___ Supplied information ___
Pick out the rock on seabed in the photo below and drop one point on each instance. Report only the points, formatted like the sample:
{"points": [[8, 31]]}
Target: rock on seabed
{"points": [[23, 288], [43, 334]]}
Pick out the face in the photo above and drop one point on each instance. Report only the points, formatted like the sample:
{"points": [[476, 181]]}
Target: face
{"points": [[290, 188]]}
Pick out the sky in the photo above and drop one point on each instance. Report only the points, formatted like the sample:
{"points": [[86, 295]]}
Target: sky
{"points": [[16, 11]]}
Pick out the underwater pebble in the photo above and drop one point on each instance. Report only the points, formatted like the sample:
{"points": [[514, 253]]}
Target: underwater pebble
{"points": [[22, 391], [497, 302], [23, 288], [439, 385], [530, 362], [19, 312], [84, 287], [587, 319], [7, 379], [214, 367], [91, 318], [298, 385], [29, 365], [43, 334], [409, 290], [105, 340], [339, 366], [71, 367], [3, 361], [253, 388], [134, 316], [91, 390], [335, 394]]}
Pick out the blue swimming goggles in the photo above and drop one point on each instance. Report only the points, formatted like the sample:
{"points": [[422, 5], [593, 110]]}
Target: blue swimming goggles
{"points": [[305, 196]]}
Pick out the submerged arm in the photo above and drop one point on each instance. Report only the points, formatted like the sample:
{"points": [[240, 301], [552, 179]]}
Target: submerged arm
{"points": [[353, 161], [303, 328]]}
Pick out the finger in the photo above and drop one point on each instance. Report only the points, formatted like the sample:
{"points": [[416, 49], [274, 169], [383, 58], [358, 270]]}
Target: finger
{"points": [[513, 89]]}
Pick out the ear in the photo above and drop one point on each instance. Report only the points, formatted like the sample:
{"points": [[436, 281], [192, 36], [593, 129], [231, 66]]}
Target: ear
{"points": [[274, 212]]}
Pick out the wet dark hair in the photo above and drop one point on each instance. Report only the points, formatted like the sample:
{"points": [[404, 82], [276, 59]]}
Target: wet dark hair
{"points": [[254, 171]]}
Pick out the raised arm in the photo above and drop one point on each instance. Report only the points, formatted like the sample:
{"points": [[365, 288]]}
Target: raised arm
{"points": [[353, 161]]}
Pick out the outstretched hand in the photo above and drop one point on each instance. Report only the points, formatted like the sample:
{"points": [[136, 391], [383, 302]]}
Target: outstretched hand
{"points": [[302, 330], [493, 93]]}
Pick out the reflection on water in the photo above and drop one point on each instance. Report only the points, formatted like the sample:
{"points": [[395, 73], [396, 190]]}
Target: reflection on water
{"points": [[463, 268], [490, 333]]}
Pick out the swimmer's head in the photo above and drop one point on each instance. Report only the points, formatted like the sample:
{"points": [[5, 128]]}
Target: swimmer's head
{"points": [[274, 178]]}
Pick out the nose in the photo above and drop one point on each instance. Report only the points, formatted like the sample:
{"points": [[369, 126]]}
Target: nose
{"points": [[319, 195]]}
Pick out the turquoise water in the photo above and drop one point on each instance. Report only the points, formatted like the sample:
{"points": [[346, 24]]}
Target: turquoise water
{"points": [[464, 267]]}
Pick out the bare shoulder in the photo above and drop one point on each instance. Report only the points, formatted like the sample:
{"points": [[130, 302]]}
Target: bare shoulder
___
**What is expected:** Retype all of the items above line for line, leaving every character unchanged.

**Output for this exercise:**
Pick out the rock on seabed in the photo below and drop one point on each instance. Report only the points, formatted like the sample:
{"points": [[8, 31]]}
Target: rock on seabed
{"points": [[23, 288], [43, 334]]}
Pick out the face in the photo above and drop one point on each instance. Report only the points, formatted like the sample:
{"points": [[476, 181]]}
Target: face
{"points": [[290, 188]]}
Pick out the sky in the photo above and drop one point on each instance. Report only the points, formatted like the sample:
{"points": [[86, 295]]}
Target: sky
{"points": [[16, 11]]}
Pick out the underwater pebble in the photo above and drop one point on each instance. Report only the points, formatted like the sample:
{"points": [[514, 253]]}
Target: underwater pebble
{"points": [[22, 391], [497, 302], [23, 288], [439, 385], [530, 362], [19, 312], [84, 287], [587, 319], [7, 379], [214, 367], [91, 318], [298, 385], [29, 365], [43, 334], [409, 290], [105, 340], [339, 366], [71, 367], [3, 361], [253, 388], [134, 316], [91, 390], [335, 394]]}
Pick out the blue swimming goggles in the photo above and drop one point on each instance. Report only the points, formatted like the sample:
{"points": [[422, 5], [593, 110]]}
Target: blue swimming goggles
{"points": [[305, 196]]}
Pick out the submerged arm in the photo above and drop one point on each instance. Report only the points, formatted like the sample:
{"points": [[240, 301], [552, 179]]}
Target: submerged arm
{"points": [[353, 161], [303, 328]]}
Pick out the finger in the photo above and drop one point on each instance. Report only the points, formatted like the sample:
{"points": [[416, 49], [274, 169], [383, 58], [358, 270]]}
Target: finger
{"points": [[513, 89]]}
Pick out the ear in the photo above and drop one point on each instance. Report only the points, formatted like the sample:
{"points": [[436, 281], [192, 36], [593, 129], [231, 66]]}
Target: ear
{"points": [[274, 212]]}
Pick out the wet dark hair in the photo above and drop one point on each instance. Report only the points, formatted like the sample:
{"points": [[404, 82], [276, 59]]}
Target: wet dark hair
{"points": [[254, 171]]}
Pick out the raised arm in the photo above and drop one point on each instance. Report only the points, formatted like the sample:
{"points": [[365, 288]]}
Target: raised arm
{"points": [[353, 161]]}
Pick out the outstretched hand in the photo above and drop one point on each instance. Report only the points, formatted like the sample:
{"points": [[136, 391], [383, 302]]}
Target: outstretched hand
{"points": [[302, 330], [493, 93]]}
Pick out the reflection on water in the photo above and drop one point on each instance. Report only the points, formatted like the sample:
{"points": [[395, 73], [396, 190]]}
Target: reflection on water
{"points": [[463, 268], [490, 333]]}
Pick out the swimmer's head in the photo above and drop one point on each instance. Report only the points, formatted like the sample:
{"points": [[5, 128]]}
Target: swimmer's head
{"points": [[274, 178]]}
Pick out the nose in the photo above and drop one point on each instance. Report only the points, formatted like the sample:
{"points": [[369, 126]]}
Target: nose
{"points": [[319, 195]]}
Pick out the turquoise water in the photo above and drop one point on each instance. Report only the points, formatted like the sample:
{"points": [[346, 24]]}
Target: turquoise water
{"points": [[464, 267]]}
Pick out the bare shoulder in the photo above and drop one point on each instance. Report only the points, formatted like the sample:
{"points": [[130, 302]]}
Target: bare shoulder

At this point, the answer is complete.